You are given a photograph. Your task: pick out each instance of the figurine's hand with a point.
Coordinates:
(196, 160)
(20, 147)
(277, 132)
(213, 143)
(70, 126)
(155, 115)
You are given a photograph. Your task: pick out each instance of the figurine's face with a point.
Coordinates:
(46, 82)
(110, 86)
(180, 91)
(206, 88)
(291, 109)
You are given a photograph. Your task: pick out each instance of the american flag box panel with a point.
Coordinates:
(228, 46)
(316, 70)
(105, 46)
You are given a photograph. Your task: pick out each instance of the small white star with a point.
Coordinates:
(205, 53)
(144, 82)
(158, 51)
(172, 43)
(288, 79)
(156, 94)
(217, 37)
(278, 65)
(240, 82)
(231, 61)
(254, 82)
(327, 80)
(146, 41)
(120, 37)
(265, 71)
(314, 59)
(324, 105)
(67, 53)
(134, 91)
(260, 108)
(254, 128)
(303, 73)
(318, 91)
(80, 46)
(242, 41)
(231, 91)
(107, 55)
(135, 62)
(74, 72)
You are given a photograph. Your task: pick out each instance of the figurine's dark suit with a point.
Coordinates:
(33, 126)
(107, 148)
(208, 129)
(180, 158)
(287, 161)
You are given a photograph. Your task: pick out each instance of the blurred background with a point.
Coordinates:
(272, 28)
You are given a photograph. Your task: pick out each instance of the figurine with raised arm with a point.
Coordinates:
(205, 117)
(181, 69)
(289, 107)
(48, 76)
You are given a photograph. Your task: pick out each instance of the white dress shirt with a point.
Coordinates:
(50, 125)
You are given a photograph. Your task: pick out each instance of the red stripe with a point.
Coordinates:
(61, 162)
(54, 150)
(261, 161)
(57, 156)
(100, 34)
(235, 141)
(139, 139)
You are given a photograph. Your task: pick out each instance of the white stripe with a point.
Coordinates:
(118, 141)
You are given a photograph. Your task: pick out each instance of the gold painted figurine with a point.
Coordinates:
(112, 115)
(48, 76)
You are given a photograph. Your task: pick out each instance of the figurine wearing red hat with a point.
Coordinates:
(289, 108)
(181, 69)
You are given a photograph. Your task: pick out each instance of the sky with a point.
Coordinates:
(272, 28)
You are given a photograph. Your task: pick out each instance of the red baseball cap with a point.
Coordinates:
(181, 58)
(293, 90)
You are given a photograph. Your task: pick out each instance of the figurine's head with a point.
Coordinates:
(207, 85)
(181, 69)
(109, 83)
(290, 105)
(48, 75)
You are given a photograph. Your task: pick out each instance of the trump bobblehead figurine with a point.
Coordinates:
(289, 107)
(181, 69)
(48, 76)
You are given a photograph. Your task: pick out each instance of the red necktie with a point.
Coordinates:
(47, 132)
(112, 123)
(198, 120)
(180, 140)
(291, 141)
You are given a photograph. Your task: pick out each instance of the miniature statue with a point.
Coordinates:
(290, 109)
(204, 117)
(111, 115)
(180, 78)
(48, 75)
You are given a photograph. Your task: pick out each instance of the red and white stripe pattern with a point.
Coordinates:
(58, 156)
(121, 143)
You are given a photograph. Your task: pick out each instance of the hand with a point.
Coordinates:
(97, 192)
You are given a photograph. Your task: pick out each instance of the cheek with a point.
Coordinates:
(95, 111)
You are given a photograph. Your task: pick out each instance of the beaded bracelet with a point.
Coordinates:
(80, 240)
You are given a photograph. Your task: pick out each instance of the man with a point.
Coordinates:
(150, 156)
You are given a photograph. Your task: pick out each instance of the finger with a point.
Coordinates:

• • • • •

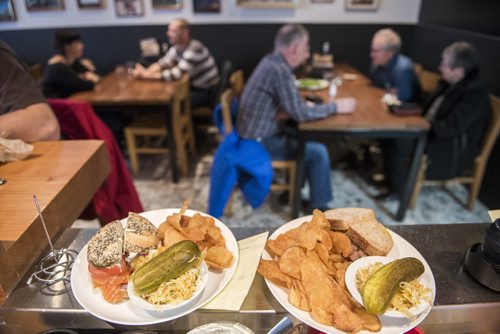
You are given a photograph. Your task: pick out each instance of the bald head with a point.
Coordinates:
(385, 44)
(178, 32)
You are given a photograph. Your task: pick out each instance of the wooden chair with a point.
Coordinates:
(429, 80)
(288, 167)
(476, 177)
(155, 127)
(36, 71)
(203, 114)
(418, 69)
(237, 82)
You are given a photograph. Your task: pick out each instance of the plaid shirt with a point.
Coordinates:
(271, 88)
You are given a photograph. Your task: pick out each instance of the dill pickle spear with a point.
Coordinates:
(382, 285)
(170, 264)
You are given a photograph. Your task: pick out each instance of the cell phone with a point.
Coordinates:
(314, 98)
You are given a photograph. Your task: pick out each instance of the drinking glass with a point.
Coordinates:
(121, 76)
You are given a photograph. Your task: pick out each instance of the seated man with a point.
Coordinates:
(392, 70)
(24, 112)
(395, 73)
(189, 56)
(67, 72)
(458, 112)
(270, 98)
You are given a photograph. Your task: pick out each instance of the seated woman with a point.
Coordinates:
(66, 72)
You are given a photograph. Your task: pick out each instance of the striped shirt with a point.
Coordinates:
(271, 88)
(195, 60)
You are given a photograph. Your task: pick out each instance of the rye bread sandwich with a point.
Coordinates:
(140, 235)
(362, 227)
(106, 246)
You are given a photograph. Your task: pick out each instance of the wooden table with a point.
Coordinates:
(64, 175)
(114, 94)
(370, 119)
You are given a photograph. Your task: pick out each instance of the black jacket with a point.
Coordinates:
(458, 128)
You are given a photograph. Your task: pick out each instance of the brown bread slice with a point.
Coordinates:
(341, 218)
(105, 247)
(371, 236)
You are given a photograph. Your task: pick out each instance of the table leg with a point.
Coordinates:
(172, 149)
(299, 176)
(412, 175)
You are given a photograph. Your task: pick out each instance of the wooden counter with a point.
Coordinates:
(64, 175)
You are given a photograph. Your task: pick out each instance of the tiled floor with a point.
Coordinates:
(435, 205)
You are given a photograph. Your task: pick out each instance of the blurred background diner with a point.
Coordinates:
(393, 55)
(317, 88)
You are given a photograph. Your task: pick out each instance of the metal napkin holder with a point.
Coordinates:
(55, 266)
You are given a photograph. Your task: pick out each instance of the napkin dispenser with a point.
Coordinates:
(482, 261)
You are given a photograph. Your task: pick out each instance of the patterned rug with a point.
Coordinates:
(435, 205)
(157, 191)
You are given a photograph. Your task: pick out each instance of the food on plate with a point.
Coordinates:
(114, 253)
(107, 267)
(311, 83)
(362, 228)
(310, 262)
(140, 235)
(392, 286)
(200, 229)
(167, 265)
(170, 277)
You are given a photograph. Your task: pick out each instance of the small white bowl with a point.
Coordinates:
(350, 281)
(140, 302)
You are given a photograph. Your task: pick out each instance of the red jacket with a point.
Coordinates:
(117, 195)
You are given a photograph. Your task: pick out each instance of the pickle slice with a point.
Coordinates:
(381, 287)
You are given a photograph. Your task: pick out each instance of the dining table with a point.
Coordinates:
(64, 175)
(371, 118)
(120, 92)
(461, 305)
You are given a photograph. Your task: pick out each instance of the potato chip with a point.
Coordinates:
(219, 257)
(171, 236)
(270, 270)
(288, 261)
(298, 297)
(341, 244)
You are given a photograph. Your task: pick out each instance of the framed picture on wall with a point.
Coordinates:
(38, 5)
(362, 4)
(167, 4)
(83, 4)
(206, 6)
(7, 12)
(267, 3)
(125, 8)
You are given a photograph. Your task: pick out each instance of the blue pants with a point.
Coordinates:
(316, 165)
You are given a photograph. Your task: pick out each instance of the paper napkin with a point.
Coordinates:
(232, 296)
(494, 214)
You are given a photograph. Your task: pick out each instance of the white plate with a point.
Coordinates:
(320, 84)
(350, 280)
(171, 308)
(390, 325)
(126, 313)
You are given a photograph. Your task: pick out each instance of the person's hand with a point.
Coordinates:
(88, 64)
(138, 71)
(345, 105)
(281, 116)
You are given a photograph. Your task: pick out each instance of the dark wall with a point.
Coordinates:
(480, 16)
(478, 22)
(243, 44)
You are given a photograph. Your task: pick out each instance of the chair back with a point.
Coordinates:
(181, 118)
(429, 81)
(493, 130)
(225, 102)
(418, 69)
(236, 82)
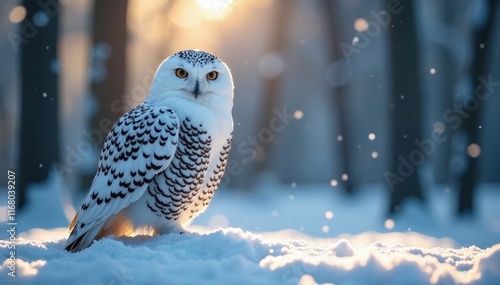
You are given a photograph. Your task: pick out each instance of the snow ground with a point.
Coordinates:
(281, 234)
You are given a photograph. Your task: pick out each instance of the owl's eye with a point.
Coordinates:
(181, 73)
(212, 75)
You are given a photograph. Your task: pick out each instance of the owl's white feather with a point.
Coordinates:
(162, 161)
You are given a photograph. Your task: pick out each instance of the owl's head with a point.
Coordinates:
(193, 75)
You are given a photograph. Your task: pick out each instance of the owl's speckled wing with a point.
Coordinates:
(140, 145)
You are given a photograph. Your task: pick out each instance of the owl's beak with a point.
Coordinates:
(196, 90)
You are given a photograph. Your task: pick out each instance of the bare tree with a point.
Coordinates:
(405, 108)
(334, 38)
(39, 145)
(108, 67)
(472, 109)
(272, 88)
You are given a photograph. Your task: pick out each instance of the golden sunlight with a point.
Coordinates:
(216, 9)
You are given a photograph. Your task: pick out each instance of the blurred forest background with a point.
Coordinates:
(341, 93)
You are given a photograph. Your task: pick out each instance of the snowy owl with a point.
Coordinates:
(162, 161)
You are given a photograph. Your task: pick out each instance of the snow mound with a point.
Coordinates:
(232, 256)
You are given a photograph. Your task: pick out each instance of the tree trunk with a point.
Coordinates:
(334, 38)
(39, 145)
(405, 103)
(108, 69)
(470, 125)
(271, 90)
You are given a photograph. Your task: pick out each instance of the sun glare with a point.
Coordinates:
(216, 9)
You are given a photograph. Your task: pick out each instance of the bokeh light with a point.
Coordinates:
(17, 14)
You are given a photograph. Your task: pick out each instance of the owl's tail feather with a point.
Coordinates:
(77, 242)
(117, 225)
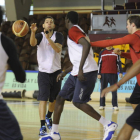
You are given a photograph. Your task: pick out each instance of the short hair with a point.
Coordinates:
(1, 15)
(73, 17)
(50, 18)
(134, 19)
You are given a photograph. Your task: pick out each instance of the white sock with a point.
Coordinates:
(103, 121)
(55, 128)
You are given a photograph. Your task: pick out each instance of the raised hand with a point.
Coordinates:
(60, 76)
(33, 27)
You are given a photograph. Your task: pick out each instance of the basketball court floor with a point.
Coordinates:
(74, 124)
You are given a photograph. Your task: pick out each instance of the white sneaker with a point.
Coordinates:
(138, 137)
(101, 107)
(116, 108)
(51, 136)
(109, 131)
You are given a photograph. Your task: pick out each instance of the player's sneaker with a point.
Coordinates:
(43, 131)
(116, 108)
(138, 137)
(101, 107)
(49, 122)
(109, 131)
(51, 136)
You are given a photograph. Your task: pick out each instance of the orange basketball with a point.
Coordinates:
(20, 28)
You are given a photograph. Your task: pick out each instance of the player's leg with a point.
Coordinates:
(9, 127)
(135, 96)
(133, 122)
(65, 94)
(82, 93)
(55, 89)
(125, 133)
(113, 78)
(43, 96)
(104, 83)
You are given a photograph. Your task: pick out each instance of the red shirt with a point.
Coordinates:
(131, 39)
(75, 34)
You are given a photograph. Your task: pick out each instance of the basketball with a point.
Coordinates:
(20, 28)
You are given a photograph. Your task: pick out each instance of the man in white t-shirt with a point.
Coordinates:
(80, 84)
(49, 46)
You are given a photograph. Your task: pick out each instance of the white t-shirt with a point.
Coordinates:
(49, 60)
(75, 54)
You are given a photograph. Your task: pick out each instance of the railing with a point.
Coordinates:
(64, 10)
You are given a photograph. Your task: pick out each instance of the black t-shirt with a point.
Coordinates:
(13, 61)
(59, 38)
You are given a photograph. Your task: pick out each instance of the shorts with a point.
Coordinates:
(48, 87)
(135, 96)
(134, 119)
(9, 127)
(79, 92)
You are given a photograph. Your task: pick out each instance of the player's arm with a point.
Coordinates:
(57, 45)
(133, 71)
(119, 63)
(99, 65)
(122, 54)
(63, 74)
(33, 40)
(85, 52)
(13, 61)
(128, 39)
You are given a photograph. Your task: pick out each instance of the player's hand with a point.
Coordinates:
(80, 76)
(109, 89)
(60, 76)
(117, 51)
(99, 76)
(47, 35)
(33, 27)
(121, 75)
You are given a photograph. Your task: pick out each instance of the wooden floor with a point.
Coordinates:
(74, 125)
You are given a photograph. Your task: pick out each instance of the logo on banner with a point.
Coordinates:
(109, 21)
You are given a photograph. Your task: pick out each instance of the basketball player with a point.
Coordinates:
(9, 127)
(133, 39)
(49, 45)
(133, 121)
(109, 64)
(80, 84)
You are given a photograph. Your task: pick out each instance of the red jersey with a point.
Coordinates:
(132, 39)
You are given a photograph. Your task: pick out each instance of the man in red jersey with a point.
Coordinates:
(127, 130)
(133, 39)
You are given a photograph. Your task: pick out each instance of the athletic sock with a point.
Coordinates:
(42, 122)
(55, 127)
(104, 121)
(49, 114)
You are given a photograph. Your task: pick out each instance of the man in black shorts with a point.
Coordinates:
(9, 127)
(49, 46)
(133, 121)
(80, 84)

• • • • •

**YOUR TASK**
From the material above, extract every line that contains the string "pickle", taking case into account.

**TASK SOLUTION**
You are given a photograph. Your task: pick out each instance of the dill pickle spear with a point.
You are given a photograph. Your task: pick out each instance of the pickle slice with a point.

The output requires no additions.